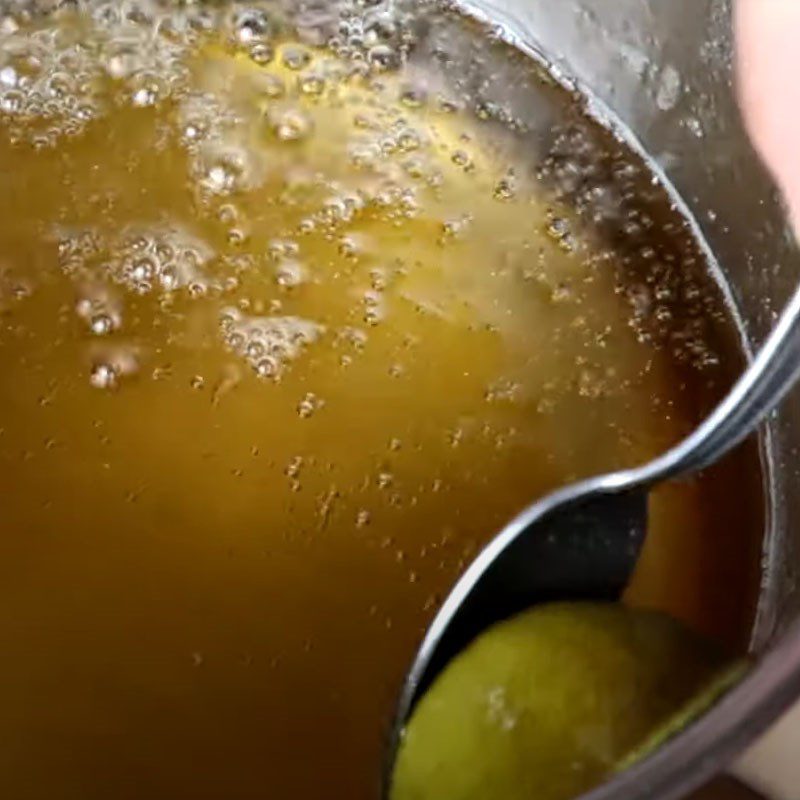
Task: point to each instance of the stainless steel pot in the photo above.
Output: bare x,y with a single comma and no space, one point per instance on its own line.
664,70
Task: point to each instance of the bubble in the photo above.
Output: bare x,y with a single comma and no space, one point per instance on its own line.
221,178
295,57
505,189
101,324
8,77
413,96
103,376
251,24
267,368
271,86
147,95
290,273
382,57
309,405
261,54
313,85
290,124
268,344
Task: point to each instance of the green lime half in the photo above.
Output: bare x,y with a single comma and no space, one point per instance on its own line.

++++++++++++++++++++

All of the entries above are to be restated word for word, minus the images.

WRITTEN SOLUTION:
Task: point to each instance of the stainless steel pot in the photo above.
Output: bare x,y with a single comma and no space, one point per instance on its own line.
664,70
Task: point to each instance of the bubble in the photo above.
Output: bare x,y with a single comma and no space, one point per instance on its own line.
221,178
295,57
505,189
101,324
8,77
413,96
103,376
251,24
267,368
271,86
147,95
290,273
382,57
309,405
261,54
313,85
290,124
268,344
Task: point to each instance of the green lime half in the photo above.
Output: bare x,y with a single comma and no space, one point per instance on its own line.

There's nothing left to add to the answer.